• EXERCISE OBJECTIVE: Below is a block of entries; repeat all of it exactly but omit the pictures.

┌──

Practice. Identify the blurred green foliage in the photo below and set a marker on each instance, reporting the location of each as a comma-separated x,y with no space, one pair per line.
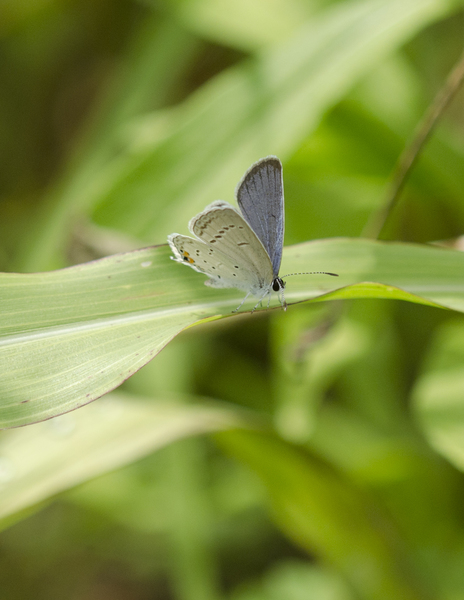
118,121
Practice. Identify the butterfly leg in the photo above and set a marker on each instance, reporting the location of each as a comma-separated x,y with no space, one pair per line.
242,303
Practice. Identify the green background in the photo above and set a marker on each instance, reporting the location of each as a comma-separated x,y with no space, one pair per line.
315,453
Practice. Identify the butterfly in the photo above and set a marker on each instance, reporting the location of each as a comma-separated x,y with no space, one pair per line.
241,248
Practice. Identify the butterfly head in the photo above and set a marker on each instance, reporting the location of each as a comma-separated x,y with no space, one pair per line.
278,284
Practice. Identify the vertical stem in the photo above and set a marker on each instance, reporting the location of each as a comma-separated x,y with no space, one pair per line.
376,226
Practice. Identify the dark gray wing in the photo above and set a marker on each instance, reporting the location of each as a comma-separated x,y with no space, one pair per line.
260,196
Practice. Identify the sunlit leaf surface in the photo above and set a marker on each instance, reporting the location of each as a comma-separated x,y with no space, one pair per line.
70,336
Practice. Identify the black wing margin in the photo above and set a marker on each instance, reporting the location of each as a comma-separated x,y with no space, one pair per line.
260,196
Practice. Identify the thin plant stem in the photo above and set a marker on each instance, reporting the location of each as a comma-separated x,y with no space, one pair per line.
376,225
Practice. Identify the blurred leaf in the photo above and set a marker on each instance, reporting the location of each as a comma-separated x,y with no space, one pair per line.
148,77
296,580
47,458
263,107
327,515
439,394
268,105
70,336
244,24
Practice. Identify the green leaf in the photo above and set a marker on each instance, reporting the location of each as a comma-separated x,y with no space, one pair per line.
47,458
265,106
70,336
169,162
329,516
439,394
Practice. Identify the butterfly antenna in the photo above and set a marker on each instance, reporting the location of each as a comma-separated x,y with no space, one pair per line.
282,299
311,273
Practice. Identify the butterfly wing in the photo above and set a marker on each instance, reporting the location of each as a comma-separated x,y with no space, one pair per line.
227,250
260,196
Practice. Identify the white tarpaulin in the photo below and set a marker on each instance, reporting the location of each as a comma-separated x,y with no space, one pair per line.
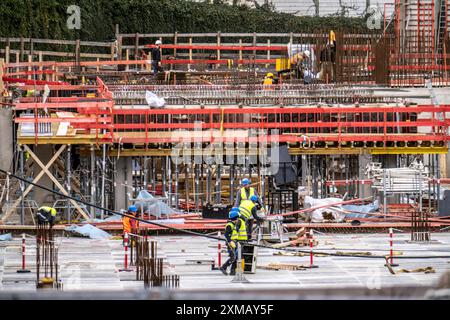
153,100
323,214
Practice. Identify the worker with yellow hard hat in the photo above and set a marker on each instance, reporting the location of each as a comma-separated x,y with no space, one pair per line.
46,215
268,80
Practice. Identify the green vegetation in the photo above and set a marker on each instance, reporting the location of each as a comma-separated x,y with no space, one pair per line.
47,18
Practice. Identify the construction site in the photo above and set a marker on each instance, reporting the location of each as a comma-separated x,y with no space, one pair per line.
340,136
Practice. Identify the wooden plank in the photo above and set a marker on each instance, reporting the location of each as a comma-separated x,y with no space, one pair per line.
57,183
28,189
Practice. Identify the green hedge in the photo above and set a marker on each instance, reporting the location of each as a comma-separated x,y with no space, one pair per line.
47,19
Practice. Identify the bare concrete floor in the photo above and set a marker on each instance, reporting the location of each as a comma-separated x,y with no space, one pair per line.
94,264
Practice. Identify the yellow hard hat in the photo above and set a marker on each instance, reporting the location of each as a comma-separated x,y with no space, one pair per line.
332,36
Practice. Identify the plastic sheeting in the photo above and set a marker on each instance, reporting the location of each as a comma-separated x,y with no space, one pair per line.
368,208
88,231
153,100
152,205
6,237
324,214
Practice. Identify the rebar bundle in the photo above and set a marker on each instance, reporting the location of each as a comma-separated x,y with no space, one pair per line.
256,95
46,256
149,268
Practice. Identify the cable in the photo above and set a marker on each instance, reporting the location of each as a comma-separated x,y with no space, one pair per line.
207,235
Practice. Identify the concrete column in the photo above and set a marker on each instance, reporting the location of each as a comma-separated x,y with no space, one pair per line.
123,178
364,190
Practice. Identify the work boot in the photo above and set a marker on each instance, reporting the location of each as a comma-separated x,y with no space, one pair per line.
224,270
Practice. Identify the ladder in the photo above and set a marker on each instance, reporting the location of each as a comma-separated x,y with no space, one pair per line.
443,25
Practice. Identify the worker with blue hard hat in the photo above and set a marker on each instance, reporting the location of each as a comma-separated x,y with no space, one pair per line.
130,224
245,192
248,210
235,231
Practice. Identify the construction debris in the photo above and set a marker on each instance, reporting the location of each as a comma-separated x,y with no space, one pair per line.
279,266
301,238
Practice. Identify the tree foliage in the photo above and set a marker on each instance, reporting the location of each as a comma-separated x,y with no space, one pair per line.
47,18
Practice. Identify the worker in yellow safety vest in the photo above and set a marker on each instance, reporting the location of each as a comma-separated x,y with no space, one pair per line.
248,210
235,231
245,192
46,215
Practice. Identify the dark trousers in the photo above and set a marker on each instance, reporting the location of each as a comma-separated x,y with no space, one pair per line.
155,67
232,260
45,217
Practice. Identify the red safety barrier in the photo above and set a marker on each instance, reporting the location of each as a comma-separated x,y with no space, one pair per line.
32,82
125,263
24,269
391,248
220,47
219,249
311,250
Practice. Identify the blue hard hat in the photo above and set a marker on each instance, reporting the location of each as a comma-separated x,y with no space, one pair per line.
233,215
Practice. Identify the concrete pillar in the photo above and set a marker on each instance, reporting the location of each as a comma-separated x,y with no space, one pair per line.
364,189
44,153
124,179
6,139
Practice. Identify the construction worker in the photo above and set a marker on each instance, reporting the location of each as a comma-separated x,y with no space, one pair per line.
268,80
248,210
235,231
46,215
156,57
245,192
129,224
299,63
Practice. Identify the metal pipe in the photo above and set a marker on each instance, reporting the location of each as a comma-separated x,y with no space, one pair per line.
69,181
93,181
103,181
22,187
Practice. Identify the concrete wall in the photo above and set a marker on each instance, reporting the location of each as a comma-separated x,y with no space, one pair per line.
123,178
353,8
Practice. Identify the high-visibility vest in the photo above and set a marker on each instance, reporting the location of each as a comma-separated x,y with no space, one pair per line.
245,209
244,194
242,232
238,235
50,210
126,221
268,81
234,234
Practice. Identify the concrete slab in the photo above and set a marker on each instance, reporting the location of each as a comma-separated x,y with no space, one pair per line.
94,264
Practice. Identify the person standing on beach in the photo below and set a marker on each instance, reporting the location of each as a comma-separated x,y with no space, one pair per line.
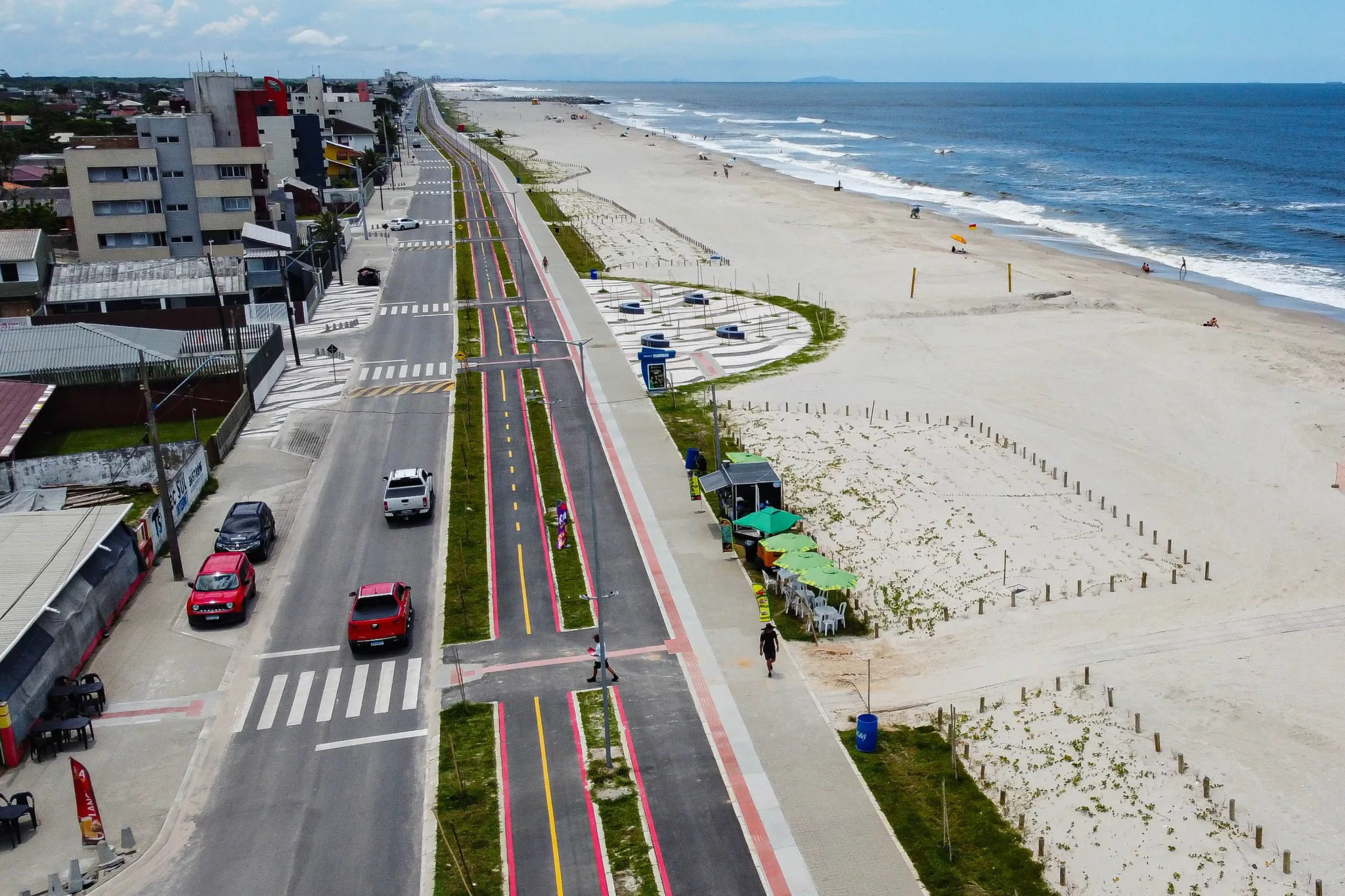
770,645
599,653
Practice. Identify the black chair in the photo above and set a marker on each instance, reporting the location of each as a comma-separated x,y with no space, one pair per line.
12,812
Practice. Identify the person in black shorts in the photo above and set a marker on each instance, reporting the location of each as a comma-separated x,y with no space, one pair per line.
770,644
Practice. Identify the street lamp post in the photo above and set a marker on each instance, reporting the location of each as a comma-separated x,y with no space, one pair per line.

└──

• SOLUTION TO THE EXERCISE:
Practice. Identify the blurred green foliage in the photo below and set a marker on each instance, reporting the location of each as a comma-separated x,y with no space, one pair per line.
118,121
Practice. Identify the butterfly leg in the photo above and set a marker on each instance, reporting the location of each as a comma-separated x,y with no space, one pair per line.
242,303
Practice. Identify the green background in the photo above and set a marker on each instance, reporting the location of each as a comma-separated x,y with no space, one pair per line.
315,453
Practice. Identify the butterfly in the photo above and set a marker on each instance, reporting the location of each as a comma-separated x,y with no space, one pair per line.
241,248
Practice. Identify the butterfly head in the photo above and set a marker on each instance, reporting the location of each as a comma-separated x,y with no space, one pair per line.
278,284
Practice. Identify the vertical stem in the photo above and set a marker on each instance, reporting the location of each as a comma-separated x,y with no space, one pair per line.
376,226
Practice. Identify the dark gray wing in the photo above and set a marker on each instance, reporting the location of each as a comma-separated x,y with no space, one pair per line.
260,196
Practice. Identify the sunlit leaf surface in the photo above and set a marker on each instance, reporting the location of each as a comma-separated x,y with no space, one pair per line.
70,336
Practice. Identify the black wing margin in the photo above and set a marker on each instance, reporting the location of each as a comma-separated x,y with no space, one pair per line.
260,196
Practice. Identify the thin plant stem in the photo above and set a marker on each instance, reporting the location of each as a comma-separated x,y with no space, one pair per line.
376,225
Practice. Identify the blurred leaf in the photo above and set a marker on each instance, reporting the location of each as a comma-separated x,y with no space, one pair per line.
148,77
296,580
47,458
263,107
327,515
439,394
268,105
70,336
244,24
Practice. Identify the green leaf in the photo above and set a marker on each instance, reporting the location of each as a comma-separated x,y with no space, one pair per line.
47,458
265,106
70,336
169,162
329,516
439,394
Practice. Identify the butterfly antenna in the photo above and set a marker on each instance, reporting the location of each as a comma-separated x,y with no space, one pair per line.
282,299
311,273
Practice. Identify the butterfly wing in the photo above and set a marker on each instance, reporting the location of each as a comma-separated x,y with no space, one pair per line.
227,250
260,196
Practice. Identify the white tarpaulin in the photo below and set a marker on each instance, reporting the location of each as a comma-separated x,y with no space, one pair per line.
153,100
323,214
Practice. Identify the worker with yellow hard hat in the photo above and set a marker on each instance, reporting the location of each as a comma-separated x,y with no space, one pair per line.
46,215
268,80
Practice. Identify the green vegetation in the photo above and set a marker on each instance, reporting the location of each as a comma-separated x,y with no space, one pair per line.
47,18
Practice. Identify the construction site in the photo above and set a marker on each instance, reporting the location of each as a comma-separated x,y with no space, one pair per line.
340,136
Practice. Identify the wooden plank in the photo above and set a marker on each instance, reporting the location of each as a comma-separated x,y with no space, one pair per line.
57,183
28,189
Practice. Identify the green hedge in the photo above and set a marker on each instance, reporting the location of each as a comma-separated x,y with no space, one pair per line.
47,19
Practice. Identify the bare concrete floor in the photo above and set a marker on each instance, reporting the location of each as a comma-separated x,y with no space, one pair per line.
94,264
Practice. Identify the yellow hard hat in the photo above and set a marker on each instance, reporting the location of each as a comma-separated x,y with no space, one pair per line.
332,36
Practice. Identify the plastic sheeting in the photo above and set a marker on each instance, reporting the location of each as a comma-separated x,y with no space, one pair per line.
368,208
88,231
153,100
152,205
6,237
324,214
Practice. Identify the rebar bundle in the photo above and set a marker on each instance, reporting the location of each as a comma-separated x,y with no space, one pair per line.
256,95
46,256
149,268
Practice. Identify the cable in the photo above and set a marker on each instance, reporting the location of each as a comma-separated x,y with no space, one pair per line.
207,235
Practice. Identify the concrete column in the photo above and set a marker on each instance, reporting the location of each as a comma-separated x,y with no space, one pair per line.
123,178
364,190
Practice. Identify the work boot in the photo above and set a marker on each instance, reporting the location of each as a comma-separated x,y with no space, one pair per line.
224,270
Practice. Identify the ladder in the photo above and set a marker on each instance, reporting the location of each as a comma-separated x,y with no space, one pair per line.
443,25
Practice. Identify the worker with blue hard hat in the photo above and set a marker on each instance, reporting the location of each as a comma-separated x,y with no space, one pair per line.
130,224
245,192
248,210
235,231
Practice. Identify the construction debris in the photo above and set a marker on each instance, reporting the location of each as a comma-separated x,y with no space, one pair per line.
279,266
301,238
Practice. Identify the tree foliage in the photo above and set a marker on each instance, reporting the location of each as a comma-separated x,y with no space, one pair per line.
47,18
Practice. Identify the worker in yellow safety vest in the photo above and set a marker on each instance, reporting the location of each as a comma-separated x,y with no space, one pair per line.
248,210
235,231
245,192
46,215
Practice. Identify the dark trousers in the photo above and set a marker on each instance, reporting the location of each as a comma-separated x,y with no space, one pair per line.
155,67
232,260
45,217
Practice. Identify the red safety barrier in the photo above and set a marker on each instance, reporting the location of each as a comma-separated x,y with no space, one pair per line.
32,82
125,263
24,269
391,248
220,47
219,249
311,250
Practice. Identify the blue hard hat in the photo above and set a marker on each instance, reporting the location of each as a comma-separated x,y with no space, one pair per line.
233,215
Practice. Identify the concrete pillar in the photo above and set a marker on each instance, reporting the location of each as a comma-separated x,y with no space, one pair per line.
364,189
44,153
124,179
6,139
Practice. Identify the construction worker in the photo above and set a marker on each instance, reporting the location of each as a comma-separated x,y with no space, one pair per line.
268,80
248,210
235,231
46,215
156,57
245,192
129,224
299,63
Practice. Identify the metal pipe in the photo above and set a marker on each instance, reporting the location of each as a comma-separated x,y with no space, one pair per line.
69,181
93,181
103,181
22,187
Practice. Identify the concrete wall in the photo above and set a marker on each instance, reporting the location of each as a comma-separated x,y with no space, one pair per line.
123,178
353,8
Practice. Identify the high-visibility vest in the photo above and set a marker on each instance, reporting the location of each as a comma-separated x,y with no space, one pair per line.
245,209
244,194
242,232
238,235
50,210
126,221
268,81
234,234
Practice. Identify the concrete slab in the photo above and set a marker on each instance, reporting the location of each as a comma-separated x,y with no space, one pair per line.
94,264
Practice. Identify the person standing on beach in the photo below and set a marker on each instance, reporting the location of each as a comma-separated x,y with no space, one pair per line.
770,645
599,653
Practice. Identify the black chair in the photo above and set a marker on each instance, reporting the location of each as a comma-separated x,y with no space, one pair per line.
12,812
Practice. Identify the person in black shorts in the photo above and set a marker on each instance, reporting the location of each as a comma-separated x,y with no space, one pair per line.
770,644
Practice. Identify the street lamp post in the photo above and set a marker on each instance, reporting the location of each as a comma-separated x,y with no space, one pair per line.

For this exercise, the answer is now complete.